The NCEP Climate Forecast System Reanalysis (CFSR) (Saha et al., 2010a) replaces the previous NCEP/NCAR reanalysis (Kalnay et al., 1996) and uses a very similar analysis system to MERRA-2 (Saha et al., 2010b). Zhu et al. (2016) demonstrated that CFSR was liable to overestimate high streamflow in two Chinese basins using SWAT and highlighted that performance varied between basins (19.15 %–31.47 % bias). Nkiaka et al. (2017) found that using CFSR over ERA-Interim resulted in substantially improved representation of river flow in the Sudano-Sahel region, with maximum Nash–Sutcliffe efficiencies of 0.43 and 0.56, respectively. In the Amazon basin, CFSR has been shown to underpredict winter precipitation with a bias of 0.60 and overpredict summer precipitation with a bias of 0.11 (Blacutt et al., 2015). During 2010–2014 in Bangladesh, CFSR overestimated precipitation relative to gauge observations with a bias of 1.18; this was greater than ERA-5 which had a bias of 0.80 (Islam and Cartwright, 2020). In the Johor River basin, Malaysia, the daily RMSE of CFSR was found to be 17.70 mm when compared with gauge observations (Tan et al., 2017).

2.4 Digital elevation model

The terrain dataset used to represent the domain surface is a nationally and freely available digital elevation model (DEM) product from the Ordnance Survey, known as OS Terrain 50 (OST50) (Ordnance Survey, 2017). This has been shown to perform better than a range of global DEMs for flood risk modelling (McClean et al., 2020). The product is based on a combination of photogrammetry and topographical surveys and is corrected using a combination of automated and manual processes to create a bare earth surface with raised structures removed. The DEM was clipped to the area of each basin and used directly within the models (Fig. 1).

▶ [Material provided]
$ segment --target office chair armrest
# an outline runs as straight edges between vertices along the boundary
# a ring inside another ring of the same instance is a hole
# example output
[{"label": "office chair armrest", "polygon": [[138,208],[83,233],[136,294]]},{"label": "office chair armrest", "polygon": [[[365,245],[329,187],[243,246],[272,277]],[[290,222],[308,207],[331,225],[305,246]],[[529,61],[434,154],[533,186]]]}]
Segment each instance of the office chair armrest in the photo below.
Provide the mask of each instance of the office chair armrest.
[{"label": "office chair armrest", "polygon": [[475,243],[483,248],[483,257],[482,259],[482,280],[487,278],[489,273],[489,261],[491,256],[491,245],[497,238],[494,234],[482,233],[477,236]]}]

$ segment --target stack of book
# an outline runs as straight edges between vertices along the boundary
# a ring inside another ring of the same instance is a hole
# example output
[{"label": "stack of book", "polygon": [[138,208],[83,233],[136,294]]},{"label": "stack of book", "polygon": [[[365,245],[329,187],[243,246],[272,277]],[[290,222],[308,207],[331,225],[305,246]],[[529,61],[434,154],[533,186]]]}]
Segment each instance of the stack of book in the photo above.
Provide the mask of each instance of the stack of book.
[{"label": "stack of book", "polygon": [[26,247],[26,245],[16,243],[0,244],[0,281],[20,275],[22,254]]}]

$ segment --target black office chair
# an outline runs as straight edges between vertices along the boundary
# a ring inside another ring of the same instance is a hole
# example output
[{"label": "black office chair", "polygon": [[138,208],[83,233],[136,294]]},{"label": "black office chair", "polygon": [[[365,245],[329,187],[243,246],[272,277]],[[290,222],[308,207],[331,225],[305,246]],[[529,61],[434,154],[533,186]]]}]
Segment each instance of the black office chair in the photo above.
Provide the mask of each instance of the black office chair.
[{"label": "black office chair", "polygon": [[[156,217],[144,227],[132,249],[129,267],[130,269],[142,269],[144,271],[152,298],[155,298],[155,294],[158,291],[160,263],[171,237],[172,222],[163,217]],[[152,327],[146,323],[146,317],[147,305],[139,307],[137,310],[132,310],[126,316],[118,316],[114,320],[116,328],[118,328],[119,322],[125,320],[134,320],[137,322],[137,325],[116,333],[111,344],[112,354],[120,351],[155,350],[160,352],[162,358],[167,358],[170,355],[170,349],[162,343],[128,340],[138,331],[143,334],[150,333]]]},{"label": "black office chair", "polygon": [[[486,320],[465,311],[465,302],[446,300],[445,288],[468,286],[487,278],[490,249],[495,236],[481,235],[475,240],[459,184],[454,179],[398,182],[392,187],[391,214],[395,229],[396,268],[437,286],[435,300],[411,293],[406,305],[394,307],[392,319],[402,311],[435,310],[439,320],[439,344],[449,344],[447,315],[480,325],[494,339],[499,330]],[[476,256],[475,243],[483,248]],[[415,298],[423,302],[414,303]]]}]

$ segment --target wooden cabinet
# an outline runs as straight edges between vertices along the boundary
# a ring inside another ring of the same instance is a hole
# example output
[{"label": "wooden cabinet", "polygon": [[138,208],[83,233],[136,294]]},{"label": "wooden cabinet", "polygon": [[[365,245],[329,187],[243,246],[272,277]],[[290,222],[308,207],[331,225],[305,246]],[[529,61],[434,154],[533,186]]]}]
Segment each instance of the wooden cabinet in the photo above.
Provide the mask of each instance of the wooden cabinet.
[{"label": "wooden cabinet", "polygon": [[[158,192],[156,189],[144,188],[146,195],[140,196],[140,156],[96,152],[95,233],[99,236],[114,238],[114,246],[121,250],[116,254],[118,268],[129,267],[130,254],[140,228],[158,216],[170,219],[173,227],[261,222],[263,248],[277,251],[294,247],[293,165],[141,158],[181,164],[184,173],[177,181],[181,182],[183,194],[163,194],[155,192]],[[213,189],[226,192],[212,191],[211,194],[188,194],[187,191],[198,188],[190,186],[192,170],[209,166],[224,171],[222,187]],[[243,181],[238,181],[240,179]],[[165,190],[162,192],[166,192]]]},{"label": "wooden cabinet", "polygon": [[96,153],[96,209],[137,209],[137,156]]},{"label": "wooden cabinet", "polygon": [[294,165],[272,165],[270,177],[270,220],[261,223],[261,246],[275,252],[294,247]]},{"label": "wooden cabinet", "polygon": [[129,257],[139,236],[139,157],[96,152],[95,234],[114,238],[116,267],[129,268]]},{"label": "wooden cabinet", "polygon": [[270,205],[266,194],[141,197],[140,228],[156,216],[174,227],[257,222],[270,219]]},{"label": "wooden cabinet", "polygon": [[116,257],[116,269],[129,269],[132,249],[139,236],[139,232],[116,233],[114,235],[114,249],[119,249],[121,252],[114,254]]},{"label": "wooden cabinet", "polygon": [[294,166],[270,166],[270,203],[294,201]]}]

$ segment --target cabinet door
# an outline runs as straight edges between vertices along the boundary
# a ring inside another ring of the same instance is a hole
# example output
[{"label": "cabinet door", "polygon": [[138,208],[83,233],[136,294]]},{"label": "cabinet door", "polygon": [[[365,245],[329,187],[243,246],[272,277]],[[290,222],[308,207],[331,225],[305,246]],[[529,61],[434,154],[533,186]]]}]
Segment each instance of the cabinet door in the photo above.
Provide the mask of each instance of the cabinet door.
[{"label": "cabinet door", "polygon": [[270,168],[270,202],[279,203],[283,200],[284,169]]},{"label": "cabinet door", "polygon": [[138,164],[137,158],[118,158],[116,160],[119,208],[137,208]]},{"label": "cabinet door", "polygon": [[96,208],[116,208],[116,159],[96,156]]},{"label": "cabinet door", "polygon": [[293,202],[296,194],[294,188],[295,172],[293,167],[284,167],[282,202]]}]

▶ [Set exercise]
Could you continue the passage on reanalysis rainfall data and the elevation model, picking up after its final sentence?

▶ [Output of the exercise]
Other, higher-resolution DEMs are available, such as Environment Agency lidar, which typically have considerable advantages for flood modelling (Sanders, 2007; Muhadi et al., 2020; Md Ali et al., 2015; Trepekli et al., 2022). However, complete lidar coverage of the study area was not available. The DEM is therefore a source of uncertainty and is likely to cause overestimation of inundation. For example, Yunus et al. (2016) found that using OST50 resulted in 3 %–10 % more inundation for London when compared to 1 m lidar. Even if lidar were available for the entire domain of each basin included here, the data would not be able to be used at their original 1–2 m resolution and would have to be resampled to a lower resolution to enable the simulations to be completed in a reasonable time period. An alternative approach might be to merge lidar where available with OST50. However, either of these approaches would reduce the benefits of using LIDAR over OST50, and the choice of resampling method would introduce a new uncertainty as it also influences model outputs.

2.5 Validation data

Stage observations were obtained from the Environment Agency (EA) via a Freedom of Information request at 15 min resolution for the most downstream gauge in each of the five basins. The most downstream gauge was used in each case as these are influenced by the largest areas of rainfall. The IDs, catchment areas and locations of each gauge are listed in Table 2. Observations of flood extent during the event in Carlisle in the Eden basin were extracted from the EA Recorded Flood Outlines dataset (Environment Agency, 2019a). Distributed measurements of maximum water depth from the same event were provided by Neal et al. (2009).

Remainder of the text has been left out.